**YOUR TASK**:
Which lines in the listing below contain the word "forest"? Locate them and copy each one.

(Source data)
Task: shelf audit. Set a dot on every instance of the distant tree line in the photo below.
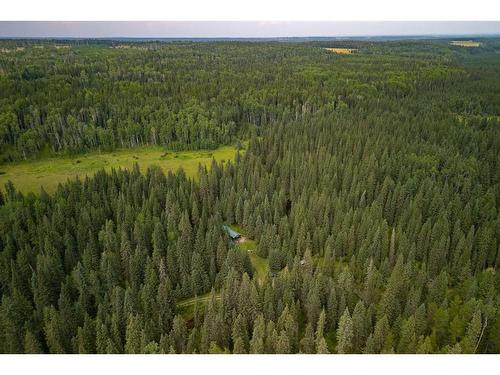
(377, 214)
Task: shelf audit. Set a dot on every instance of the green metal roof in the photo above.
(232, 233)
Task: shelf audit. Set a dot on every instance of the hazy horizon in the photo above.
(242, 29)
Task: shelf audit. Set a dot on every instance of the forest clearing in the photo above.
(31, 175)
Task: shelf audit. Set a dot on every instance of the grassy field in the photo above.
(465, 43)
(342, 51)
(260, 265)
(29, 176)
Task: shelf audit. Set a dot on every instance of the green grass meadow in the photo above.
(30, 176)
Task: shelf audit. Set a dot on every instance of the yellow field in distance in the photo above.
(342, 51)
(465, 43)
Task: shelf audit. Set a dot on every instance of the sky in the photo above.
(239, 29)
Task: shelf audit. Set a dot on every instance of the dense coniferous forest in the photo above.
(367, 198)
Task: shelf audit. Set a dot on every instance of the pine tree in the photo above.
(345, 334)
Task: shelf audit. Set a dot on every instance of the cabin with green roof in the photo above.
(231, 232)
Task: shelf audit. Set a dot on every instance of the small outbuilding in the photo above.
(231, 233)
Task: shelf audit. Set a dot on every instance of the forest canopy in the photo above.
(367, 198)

--

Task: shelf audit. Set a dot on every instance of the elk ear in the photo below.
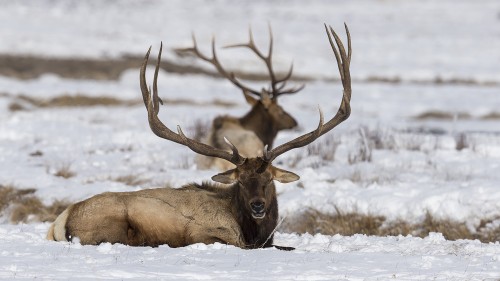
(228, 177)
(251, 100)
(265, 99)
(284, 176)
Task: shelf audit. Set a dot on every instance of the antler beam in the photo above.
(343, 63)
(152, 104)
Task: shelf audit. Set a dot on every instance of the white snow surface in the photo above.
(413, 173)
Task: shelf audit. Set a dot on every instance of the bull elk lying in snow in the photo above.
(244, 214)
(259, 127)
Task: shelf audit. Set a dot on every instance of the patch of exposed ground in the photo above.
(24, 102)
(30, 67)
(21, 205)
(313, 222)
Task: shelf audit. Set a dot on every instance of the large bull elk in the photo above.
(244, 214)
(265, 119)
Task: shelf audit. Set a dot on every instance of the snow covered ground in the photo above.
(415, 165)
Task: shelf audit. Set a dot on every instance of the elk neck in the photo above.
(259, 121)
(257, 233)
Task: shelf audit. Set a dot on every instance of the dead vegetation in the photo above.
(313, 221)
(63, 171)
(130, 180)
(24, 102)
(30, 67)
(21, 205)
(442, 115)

**FINAL ANSWER**:
Task: shelf audit. Set a dot on every instance of the forest clearing in the photo above.
Task: shelf audit. Set a dot on every instance of the dense coniferous forest in the photo above.
Task: shelf audit. Set a dot on every instance of the forest canopy in the photo above.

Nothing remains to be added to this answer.